**Work instructions:**
Reproduce every one of the items below word for word, without changing anything.

**Records for this task:**
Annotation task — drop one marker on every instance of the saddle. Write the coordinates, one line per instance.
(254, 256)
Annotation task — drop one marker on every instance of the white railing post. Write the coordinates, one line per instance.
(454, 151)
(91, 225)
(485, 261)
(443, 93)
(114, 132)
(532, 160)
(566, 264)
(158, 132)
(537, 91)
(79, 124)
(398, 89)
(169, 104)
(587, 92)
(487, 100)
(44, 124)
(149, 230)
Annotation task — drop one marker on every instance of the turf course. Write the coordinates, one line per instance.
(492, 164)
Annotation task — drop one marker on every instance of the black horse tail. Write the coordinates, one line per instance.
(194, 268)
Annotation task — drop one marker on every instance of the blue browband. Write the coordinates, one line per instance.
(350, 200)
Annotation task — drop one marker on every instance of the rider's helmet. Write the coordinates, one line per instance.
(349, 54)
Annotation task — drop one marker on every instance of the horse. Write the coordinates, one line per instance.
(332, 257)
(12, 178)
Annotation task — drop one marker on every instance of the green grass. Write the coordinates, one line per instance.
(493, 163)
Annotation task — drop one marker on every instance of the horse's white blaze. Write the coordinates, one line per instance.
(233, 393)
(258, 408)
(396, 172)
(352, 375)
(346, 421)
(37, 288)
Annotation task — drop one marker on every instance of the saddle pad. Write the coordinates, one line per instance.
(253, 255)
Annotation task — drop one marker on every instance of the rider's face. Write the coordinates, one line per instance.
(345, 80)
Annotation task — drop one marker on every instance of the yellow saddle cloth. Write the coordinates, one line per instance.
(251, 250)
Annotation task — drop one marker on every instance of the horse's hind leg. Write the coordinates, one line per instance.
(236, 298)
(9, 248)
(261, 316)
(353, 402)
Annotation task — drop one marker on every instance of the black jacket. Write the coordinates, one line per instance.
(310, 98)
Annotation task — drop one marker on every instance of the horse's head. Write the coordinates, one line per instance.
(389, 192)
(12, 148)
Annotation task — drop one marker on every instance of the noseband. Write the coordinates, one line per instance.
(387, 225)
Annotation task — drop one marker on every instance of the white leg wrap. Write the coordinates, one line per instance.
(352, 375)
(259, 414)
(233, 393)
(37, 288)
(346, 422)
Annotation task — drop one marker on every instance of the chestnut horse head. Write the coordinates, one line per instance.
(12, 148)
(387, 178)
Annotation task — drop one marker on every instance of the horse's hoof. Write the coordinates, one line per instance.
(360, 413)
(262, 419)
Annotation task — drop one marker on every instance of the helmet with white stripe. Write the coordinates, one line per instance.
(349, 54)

**Result below:**
Annotation task — drop one marker on every instance of the saddle. Write the coordinates, one line per instance.
(254, 256)
Annotation task — drop one marker on every instance of the white railing post. Write the coordinates, one line per instance.
(454, 151)
(91, 225)
(485, 261)
(443, 93)
(114, 132)
(532, 160)
(566, 264)
(158, 132)
(537, 91)
(79, 124)
(398, 89)
(169, 104)
(587, 92)
(487, 100)
(44, 124)
(149, 230)
Annotation task — drop one marker on every instance of the turf course. Write the coordinates, one line per instance.
(492, 164)
Annotation task — drop one marker on every instance of the black horse tail. Write the coordinates, one line per instance.
(194, 268)
Annotation task — drop one marker on every instance of the blue browband. Write the coordinates, one line per instance.
(350, 200)
Annotation task — drop one marker on every instance of the rider's helmet. Write the coordinates, one line per instance.
(349, 54)
Annotation task — drop one marker on every instance of the horse. Write the coordinates, one line per instance.
(332, 257)
(12, 178)
Annotation task — drop one marker on every instance of the green grass. Write the coordinates, one line per instance.
(493, 163)
Annotation task — drop one marker on every instance of the horse's white blaze. Write the coordinates, one line per instance.
(233, 393)
(258, 408)
(396, 172)
(352, 375)
(346, 421)
(37, 288)
Annotation task — drop one marker on every instance of the saddle pad. Write the coordinates, one line per instance.
(253, 255)
Annotation task — drop one marker on every instance of the rider's face. Write the coordinates, one line per instance.
(345, 80)
Annotation task — drop one marker on every instance of the yellow saddle cloth. Write the coordinates, one line per instance.
(251, 250)
Annotation task — drop one marker on every instance of the horse's hind leg. Write the coordinates, one line per instance.
(236, 298)
(9, 248)
(261, 316)
(353, 402)
Annotation task — drop one marker on every instance of the black jacket. Write the coordinates, one line per instance.
(310, 98)
Annotation task — drop one marker on every instance of the horse's head. Write the coordinates, one line per instance.
(389, 192)
(12, 148)
Annotation task — drop one marker on every instance of the noseband. Write the coordinates, one line per instance.
(387, 225)
Annotation task — drop one marker on every instance of the white leg wrap. Write the coordinates, one line per instance.
(352, 375)
(259, 414)
(233, 393)
(37, 288)
(346, 422)
Annotation task — drop one marker on every instance of the chestnut horse head. Write the coordinates, one line per instance.
(12, 148)
(387, 178)
Annotation task — drop one marker on every instance of the horse's hoof. Write the coordinates, one line per instance.
(360, 413)
(262, 419)
Annotation task — drop one marker on every instance of the helmet with white stripe. Write the coordinates, one line per instance.
(349, 54)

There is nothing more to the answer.